[[ Source records, beginning ]]
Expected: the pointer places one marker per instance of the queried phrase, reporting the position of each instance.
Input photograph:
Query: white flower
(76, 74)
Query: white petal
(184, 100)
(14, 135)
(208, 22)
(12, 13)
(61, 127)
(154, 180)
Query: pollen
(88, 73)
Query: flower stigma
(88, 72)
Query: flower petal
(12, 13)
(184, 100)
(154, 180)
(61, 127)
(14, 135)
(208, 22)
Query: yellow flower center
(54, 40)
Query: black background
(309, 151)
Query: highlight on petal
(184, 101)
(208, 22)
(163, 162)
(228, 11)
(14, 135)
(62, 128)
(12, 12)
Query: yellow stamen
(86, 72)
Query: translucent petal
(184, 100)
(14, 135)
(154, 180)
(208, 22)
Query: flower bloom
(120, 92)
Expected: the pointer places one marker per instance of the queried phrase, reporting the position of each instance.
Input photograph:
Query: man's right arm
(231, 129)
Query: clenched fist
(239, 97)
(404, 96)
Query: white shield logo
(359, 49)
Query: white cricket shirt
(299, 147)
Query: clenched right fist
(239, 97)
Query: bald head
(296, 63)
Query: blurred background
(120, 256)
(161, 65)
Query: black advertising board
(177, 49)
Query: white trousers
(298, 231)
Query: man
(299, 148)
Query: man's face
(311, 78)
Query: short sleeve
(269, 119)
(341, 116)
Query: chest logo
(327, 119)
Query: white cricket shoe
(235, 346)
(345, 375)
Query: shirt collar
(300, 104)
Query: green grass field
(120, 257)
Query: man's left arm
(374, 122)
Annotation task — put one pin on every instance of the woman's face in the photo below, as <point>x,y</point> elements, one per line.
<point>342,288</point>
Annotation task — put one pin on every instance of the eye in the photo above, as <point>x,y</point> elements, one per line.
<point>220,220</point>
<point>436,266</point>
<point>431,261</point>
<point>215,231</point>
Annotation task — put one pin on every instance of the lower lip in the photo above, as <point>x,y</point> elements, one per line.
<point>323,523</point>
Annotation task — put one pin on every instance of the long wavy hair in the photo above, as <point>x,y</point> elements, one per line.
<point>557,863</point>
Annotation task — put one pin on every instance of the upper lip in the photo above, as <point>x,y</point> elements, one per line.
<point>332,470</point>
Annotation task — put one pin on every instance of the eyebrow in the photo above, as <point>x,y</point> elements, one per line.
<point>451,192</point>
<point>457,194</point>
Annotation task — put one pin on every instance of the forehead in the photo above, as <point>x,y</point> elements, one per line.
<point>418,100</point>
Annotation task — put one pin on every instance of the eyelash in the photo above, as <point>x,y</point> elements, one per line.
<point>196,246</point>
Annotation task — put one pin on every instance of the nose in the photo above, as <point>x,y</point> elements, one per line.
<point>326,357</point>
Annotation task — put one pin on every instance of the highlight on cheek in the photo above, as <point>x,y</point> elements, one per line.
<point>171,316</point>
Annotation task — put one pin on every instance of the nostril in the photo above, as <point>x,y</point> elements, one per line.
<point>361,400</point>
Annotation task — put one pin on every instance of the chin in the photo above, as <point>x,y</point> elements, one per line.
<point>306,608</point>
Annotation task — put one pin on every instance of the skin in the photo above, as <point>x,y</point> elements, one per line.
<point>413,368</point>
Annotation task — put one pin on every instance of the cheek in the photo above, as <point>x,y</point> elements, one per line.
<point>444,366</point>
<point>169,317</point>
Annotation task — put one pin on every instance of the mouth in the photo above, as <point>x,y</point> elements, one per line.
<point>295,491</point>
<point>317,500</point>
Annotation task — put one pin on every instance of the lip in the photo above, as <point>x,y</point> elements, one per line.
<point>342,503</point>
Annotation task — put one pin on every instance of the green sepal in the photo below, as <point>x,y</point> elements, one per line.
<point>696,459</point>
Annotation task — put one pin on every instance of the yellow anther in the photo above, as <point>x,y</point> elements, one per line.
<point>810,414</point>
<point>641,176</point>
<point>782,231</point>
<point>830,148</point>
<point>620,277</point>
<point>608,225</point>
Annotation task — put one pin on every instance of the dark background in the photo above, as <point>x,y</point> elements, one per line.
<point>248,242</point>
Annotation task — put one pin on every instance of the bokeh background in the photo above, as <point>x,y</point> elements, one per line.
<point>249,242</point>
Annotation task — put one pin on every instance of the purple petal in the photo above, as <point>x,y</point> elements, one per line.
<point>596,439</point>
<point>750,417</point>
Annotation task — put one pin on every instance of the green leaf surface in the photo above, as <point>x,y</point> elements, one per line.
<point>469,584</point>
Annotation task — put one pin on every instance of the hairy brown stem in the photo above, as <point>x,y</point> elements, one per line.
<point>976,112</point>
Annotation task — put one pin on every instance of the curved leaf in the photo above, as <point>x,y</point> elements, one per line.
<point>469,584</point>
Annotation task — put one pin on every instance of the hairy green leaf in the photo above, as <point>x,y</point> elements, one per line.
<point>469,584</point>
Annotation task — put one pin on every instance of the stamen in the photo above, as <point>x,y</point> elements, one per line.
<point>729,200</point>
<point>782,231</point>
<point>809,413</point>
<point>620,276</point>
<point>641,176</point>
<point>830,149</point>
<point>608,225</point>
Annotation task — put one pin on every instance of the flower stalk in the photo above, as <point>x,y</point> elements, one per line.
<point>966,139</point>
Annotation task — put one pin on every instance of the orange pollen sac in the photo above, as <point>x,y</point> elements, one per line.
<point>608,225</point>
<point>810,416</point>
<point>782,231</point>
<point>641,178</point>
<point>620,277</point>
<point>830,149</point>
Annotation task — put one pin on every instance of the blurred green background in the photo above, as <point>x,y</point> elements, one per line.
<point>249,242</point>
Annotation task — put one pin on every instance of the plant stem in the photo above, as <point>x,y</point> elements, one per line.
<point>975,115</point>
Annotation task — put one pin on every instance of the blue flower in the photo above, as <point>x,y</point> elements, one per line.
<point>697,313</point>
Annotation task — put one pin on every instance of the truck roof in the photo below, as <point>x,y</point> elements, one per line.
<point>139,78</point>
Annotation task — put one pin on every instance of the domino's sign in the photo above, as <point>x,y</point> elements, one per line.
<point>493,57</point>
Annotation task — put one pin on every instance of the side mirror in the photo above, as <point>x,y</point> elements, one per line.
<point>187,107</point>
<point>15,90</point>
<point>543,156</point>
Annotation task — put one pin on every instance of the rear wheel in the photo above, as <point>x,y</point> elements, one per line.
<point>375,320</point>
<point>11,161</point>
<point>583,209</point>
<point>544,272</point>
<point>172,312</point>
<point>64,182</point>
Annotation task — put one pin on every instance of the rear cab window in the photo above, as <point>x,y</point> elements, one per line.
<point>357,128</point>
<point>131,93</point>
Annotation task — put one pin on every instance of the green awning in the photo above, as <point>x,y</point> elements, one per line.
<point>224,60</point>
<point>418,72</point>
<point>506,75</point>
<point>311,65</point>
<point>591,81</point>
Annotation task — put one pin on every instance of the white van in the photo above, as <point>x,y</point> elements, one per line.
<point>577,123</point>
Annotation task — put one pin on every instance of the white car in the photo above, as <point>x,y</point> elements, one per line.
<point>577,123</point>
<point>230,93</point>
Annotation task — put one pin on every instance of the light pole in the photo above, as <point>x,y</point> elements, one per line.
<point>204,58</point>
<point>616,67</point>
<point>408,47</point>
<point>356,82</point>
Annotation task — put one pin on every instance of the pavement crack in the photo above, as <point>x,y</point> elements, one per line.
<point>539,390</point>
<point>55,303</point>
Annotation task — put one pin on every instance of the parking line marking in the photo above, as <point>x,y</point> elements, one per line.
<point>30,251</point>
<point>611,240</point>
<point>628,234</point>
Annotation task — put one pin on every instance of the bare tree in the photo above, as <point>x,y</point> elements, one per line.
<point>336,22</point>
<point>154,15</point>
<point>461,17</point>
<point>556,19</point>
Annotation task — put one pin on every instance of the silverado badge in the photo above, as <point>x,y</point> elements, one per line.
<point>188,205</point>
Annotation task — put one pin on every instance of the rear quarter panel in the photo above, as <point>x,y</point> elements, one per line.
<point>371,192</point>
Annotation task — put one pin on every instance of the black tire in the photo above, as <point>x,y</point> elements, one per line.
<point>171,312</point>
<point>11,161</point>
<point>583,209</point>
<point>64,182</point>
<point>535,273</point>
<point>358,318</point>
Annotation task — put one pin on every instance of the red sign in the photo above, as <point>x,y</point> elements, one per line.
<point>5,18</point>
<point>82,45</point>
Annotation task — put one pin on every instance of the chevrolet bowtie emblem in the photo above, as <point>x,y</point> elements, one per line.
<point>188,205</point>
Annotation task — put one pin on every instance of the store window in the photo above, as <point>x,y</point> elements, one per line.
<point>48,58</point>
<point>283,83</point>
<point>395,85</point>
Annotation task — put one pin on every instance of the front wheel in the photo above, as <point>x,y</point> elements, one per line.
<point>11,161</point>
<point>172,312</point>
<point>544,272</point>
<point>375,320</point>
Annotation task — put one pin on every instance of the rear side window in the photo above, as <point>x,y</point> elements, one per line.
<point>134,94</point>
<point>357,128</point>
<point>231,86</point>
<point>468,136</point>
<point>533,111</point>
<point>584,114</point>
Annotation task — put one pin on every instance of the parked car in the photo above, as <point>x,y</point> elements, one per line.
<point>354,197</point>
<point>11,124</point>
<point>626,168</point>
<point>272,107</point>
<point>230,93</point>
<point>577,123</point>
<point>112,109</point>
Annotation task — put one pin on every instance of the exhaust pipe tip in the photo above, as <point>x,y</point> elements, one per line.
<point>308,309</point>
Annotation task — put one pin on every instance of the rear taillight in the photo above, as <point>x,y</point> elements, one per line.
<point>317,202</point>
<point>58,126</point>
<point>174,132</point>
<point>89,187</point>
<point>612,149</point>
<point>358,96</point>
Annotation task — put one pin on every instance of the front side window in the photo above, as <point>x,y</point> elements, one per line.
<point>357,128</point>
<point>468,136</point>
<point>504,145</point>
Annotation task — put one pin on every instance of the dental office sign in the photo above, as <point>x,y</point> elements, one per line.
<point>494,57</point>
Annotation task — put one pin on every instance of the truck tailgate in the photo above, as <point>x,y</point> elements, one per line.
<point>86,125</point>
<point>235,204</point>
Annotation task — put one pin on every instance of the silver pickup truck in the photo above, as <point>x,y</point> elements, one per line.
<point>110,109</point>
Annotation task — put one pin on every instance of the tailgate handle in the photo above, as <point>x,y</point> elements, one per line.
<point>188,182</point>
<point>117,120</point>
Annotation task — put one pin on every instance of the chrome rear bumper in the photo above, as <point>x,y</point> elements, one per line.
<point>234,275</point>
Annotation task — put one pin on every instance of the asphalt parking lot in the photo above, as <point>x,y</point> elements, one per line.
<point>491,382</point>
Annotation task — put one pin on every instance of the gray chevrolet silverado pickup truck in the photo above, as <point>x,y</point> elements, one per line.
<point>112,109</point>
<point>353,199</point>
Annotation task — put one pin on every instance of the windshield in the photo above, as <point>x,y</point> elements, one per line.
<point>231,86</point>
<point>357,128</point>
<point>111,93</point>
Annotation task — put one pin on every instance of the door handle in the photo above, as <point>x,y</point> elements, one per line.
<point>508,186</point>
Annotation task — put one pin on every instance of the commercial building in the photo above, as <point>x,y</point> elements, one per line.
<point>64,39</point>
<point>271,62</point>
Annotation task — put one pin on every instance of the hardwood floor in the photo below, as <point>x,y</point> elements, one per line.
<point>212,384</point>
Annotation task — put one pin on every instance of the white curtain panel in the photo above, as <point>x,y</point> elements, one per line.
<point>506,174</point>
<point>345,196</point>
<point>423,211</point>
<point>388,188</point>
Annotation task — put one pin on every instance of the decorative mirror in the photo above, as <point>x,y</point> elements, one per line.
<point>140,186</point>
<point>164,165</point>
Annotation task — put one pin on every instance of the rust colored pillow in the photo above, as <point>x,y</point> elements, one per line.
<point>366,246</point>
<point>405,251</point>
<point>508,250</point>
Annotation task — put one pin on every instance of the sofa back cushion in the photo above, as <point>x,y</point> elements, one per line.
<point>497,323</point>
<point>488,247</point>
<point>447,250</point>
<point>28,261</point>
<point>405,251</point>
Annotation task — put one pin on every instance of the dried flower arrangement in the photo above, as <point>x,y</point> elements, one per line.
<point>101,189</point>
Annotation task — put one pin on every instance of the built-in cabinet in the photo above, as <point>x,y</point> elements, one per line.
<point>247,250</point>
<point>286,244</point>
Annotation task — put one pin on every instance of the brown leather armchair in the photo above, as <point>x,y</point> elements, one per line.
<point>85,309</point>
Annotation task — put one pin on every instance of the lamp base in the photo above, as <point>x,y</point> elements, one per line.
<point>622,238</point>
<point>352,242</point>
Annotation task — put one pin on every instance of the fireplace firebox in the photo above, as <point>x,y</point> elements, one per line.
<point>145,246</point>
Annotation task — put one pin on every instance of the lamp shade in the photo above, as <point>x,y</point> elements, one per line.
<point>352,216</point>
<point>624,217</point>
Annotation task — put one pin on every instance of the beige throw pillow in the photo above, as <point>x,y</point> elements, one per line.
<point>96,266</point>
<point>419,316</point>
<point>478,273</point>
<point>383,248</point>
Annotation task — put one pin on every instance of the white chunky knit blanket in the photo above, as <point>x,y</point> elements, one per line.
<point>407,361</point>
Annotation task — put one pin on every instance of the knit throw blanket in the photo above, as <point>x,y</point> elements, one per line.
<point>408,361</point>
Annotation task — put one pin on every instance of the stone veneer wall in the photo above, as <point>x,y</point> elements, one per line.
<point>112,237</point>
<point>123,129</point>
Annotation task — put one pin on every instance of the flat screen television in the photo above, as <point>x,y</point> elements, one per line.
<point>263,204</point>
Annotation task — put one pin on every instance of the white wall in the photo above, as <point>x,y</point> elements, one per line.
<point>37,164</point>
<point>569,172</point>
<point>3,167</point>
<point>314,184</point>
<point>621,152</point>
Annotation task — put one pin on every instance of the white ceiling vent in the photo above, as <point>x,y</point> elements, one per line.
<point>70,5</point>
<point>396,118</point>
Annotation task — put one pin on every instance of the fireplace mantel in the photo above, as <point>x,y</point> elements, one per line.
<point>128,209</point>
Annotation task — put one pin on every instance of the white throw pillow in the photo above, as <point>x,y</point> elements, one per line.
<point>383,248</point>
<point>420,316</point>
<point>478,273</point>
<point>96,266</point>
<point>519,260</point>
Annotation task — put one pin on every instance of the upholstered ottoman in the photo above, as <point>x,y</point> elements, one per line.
[[ Source records, end ]]
Activity: Return exactly the lines from the line bearing "the lamp shade" to the end of the records, inclusive of both; include no other lines.

Worked solution:
Annotation task — put one pin on every instance of the lamp shade in the photo above, as <point>x,y</point> elements, one per line.
<point>352,216</point>
<point>624,217</point>
Annotation task — put one pin on every instance of the beige throw pillow in the photo above, as <point>x,y</point> elements, one per line.
<point>96,266</point>
<point>419,316</point>
<point>478,273</point>
<point>383,248</point>
Annotation task — put one pin on every instance of the white chunky knit blanket in the photo above, as <point>x,y</point> elements, one per line.
<point>407,361</point>
Annotation task — put one pin on every instance of the knit throw blanket in the photo above, as <point>x,y</point> elements, one per line.
<point>408,361</point>
Annotation task — put one pin on every instance of the stone veneer wall in the photo above, as <point>x,y</point> elements, one per line.
<point>112,237</point>
<point>123,129</point>
Annotation task — put one pin on every instance of the flat screen television in the photo above, as <point>x,y</point> elements, one per line.
<point>263,204</point>
Annotation task — put one pin on every instance of the white wall in the photo above, as <point>x,y</point> elements, one per line.
<point>37,164</point>
<point>569,172</point>
<point>3,167</point>
<point>314,184</point>
<point>621,152</point>
Annotation task — put one pin on every instance of the white ceiling vent in the photo above, as <point>x,y</point> elements, one per line.
<point>70,5</point>
<point>396,118</point>
Annotation task — put one pin on every instance of the fireplace mantel in the photo above, as <point>x,y</point> elements, one per line.
<point>128,209</point>
Annotation task — put one pin on every instance of the white throw pillow in the photo above, as <point>x,y</point> elements, one per line.
<point>383,248</point>
<point>420,316</point>
<point>478,273</point>
<point>96,266</point>
<point>519,260</point>
Annotation task — put one pin on every instance of the upholstered ottoman in the photo above, as <point>x,y</point> elements, one per line.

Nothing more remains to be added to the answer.